### MATERIAL FOR THIS EXERCISE
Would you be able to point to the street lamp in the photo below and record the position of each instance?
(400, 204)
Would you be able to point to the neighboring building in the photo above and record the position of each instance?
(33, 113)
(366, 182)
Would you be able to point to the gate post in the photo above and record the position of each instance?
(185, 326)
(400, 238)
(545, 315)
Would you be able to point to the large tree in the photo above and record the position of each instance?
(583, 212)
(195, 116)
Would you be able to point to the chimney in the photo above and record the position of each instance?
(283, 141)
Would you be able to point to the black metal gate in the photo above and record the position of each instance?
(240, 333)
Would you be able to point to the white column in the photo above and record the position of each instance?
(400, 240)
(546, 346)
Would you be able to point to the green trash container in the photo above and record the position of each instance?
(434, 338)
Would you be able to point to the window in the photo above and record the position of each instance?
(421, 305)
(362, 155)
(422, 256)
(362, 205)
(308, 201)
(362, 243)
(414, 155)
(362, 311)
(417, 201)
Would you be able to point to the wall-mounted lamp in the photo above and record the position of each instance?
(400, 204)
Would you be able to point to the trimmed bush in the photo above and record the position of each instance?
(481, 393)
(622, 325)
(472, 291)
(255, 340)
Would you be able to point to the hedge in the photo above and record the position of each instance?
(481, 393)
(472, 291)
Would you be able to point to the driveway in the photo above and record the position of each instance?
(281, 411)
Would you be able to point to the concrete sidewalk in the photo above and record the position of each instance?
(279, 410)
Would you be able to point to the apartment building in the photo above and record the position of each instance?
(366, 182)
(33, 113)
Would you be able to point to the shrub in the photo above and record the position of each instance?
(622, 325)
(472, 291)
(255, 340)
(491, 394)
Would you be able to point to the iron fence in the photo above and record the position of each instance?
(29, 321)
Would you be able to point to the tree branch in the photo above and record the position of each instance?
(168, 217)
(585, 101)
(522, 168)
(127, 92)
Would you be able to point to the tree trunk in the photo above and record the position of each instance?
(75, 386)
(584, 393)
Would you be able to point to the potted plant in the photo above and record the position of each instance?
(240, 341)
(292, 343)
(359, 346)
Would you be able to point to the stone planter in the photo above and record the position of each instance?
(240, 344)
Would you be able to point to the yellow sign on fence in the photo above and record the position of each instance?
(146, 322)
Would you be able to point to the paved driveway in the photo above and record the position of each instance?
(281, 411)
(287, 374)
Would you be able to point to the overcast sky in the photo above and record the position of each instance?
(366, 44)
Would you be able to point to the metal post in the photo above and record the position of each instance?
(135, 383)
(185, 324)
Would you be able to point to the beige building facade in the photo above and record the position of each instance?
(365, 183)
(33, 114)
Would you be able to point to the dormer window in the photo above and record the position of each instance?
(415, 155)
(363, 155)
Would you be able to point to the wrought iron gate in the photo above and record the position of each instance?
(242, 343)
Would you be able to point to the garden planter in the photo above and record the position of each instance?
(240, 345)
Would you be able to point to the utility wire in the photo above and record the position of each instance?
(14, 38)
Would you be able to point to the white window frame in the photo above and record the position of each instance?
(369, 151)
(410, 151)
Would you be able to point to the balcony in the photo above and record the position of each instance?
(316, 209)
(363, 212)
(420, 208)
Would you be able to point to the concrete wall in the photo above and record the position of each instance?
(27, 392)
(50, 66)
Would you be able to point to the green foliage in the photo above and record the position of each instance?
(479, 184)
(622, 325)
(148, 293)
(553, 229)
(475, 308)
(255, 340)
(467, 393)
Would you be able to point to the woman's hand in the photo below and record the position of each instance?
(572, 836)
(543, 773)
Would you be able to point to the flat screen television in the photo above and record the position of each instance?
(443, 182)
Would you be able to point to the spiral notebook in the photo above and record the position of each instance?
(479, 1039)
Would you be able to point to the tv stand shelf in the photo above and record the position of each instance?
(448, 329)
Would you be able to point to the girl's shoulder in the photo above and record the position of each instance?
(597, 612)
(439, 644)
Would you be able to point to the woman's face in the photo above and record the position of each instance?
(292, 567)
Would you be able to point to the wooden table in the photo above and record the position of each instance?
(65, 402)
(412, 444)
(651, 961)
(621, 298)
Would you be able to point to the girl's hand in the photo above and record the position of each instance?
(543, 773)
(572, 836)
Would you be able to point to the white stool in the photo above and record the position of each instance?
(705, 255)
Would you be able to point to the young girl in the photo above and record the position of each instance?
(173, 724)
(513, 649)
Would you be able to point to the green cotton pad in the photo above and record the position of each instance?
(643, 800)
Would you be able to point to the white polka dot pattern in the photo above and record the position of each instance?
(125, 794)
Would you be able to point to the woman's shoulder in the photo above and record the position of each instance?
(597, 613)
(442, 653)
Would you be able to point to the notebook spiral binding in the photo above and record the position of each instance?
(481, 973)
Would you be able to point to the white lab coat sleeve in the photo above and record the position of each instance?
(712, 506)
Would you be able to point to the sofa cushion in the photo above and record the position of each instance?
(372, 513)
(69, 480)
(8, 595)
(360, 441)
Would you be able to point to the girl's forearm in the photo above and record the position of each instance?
######
PROBLEM TO WORK ON: Return every record, word for word.

SOLUTION TO THIS PROBLEM:
Would you be able to point to the street lamp in the photo below and record the position of each instance?
(400, 204)
Would you be able to point to the neighboring building in the photo above and record the position of each instance?
(33, 113)
(366, 182)
Would you be able to point to the gate post in the photo above and record the position of each instance?
(185, 326)
(400, 238)
(545, 315)
Would you be able to point to the large tree in the photo above and record the position of each instance?
(583, 212)
(195, 116)
Would you be able to point to the chimney in the photo above and record the position of each instance?
(283, 141)
Would you be able to point to the black metal gate in the photo above and record the position of each instance?
(240, 333)
Would you be able to point to the white column in the photo above and record the position of each instance?
(400, 240)
(546, 346)
Would you be able to point to the green trash container in the photo above and record the position of each instance?
(434, 338)
Would you be able to point to the window in the photo above and record the position of each instance?
(421, 305)
(362, 155)
(422, 256)
(362, 205)
(308, 201)
(362, 243)
(414, 155)
(362, 311)
(417, 201)
Would you be able to point to the wall-mounted lamp in the photo above and record the position of each instance?
(400, 204)
Would you be able to point to the trimmed bush in the photo above and record the position of each instance?
(481, 393)
(622, 325)
(472, 291)
(255, 340)
Would you be able to point to the hedge in the photo above and record the position of each instance?
(481, 393)
(472, 291)
Would you be able to point to the driveway in the photo above and record the position of each instance?
(281, 411)
Would you be able to point to the concrete sidewalk in the photo above and record the position of each instance?
(279, 410)
Would you be able to point to the apartment building in the photo above and record the position of each instance?
(366, 182)
(33, 113)
Would you be able to point to the shrub in the photo above and record the position of each instance?
(622, 325)
(472, 291)
(255, 340)
(491, 394)
Would you be able to point to the iron fence in the photo above and record the position of each instance?
(29, 321)
Would you be able to point to the tree branch in the photo above and record the position of each instance?
(168, 217)
(585, 101)
(522, 168)
(127, 92)
Would you be able to point to the tree trunk in the photo above and record the position of each instance?
(75, 386)
(584, 393)
Would you be able to point to the potted plant in the photo above and record the position of each instance?
(240, 341)
(292, 343)
(359, 346)
Would you be able to point to the stone planter in the photo above and record the position of each instance?
(240, 344)
Would you be able to point to the yellow sign on fence in the photo above and record the position of each instance?
(146, 322)
Would you be able to point to the paved driveway in the photo above and record the position of each instance?
(281, 411)
(287, 374)
Would you be able to point to the overcast sky in the photo above and record the position of each instance?
(366, 44)
Would you be able to point to the metal post in the photo above and record the position of each instance?
(135, 383)
(185, 324)
Would you be able to point to the beige building facade in the photo above and record the position of each instance?
(365, 183)
(33, 114)
Would you be able to point to the dormer window in the photo above and record the position of each instance?
(415, 155)
(363, 155)
Would you be able to point to the wrought iron gate in the photo above and record the position of each instance?
(242, 343)
Would you be able to point to the garden planter in the photo above and record the position of each instance?
(240, 345)
Would you be able to point to the utility wire in the photo above and record the position of each instance?
(14, 38)
Would you be able to point to the white window frame in the photo above and record the position of each instance?
(369, 151)
(410, 151)
Would you be able to point to the balcony in the photo above and record the position of each instance?
(316, 209)
(363, 212)
(420, 208)
Would you be able to point to the concrete wall in the photo above and record the position of each instance?
(27, 392)
(50, 66)
Would you be able to point to the green foliage in the photo above and record the position of each instance?
(479, 184)
(622, 325)
(148, 293)
(553, 229)
(475, 308)
(255, 340)
(467, 393)
Would you be able to point to the woman's hand in the photo below and record the position of each instance?
(572, 836)
(543, 773)
Would you be able to point to the flat screen television in the photo above and record the position of each instance?
(443, 182)
Would you be able to point to the spiral notebook in the photo above and record the position of each instance?
(479, 1039)
Would you be able to point to the tv stand shelf in the photo above and record the position of each instance?
(448, 329)
Would you be able to point to the girl's shoulder in the photo above and record the position of each instance?
(597, 612)
(439, 644)
Would you be able to point to the woman's face in the photo above and record the position of each instance?
(292, 567)
Would you be able to point to the wooden table in the photo above and record the position of each instance?
(65, 402)
(412, 444)
(651, 961)
(621, 298)
Would you be able to point to the girl's hand in the photo above and record the position of each instance?
(543, 773)
(572, 836)
Would you be able to point to the white stool in the photo above and record the position of each instance?
(705, 255)
Would you be able to point to the young girl in the photo above and record the position of each instance?
(173, 724)
(513, 649)
Would you be able to point to the green cotton pad in the photo above and record the position of each instance?
(643, 800)
Would you be able to point to the white polka dot pattern in the photo above and record the position of each instance?
(125, 794)
Would you be able to point to the woman's shoulder in the photo above and record the position of each instance?
(597, 613)
(442, 653)
Would you be able to point to the notebook spiral binding in the photo above and record the position of each instance?
(481, 973)
Would you be able to point to the white lab coat sleeve in the photo above and record the position of each instance?
(712, 506)
Would you be able to point to the sofa cushion in the photo above and record the position of each instance?
(372, 513)
(69, 480)
(8, 595)
(360, 441)
Would you be able to point to the girl's forearm in the photo above and record the position of each instance?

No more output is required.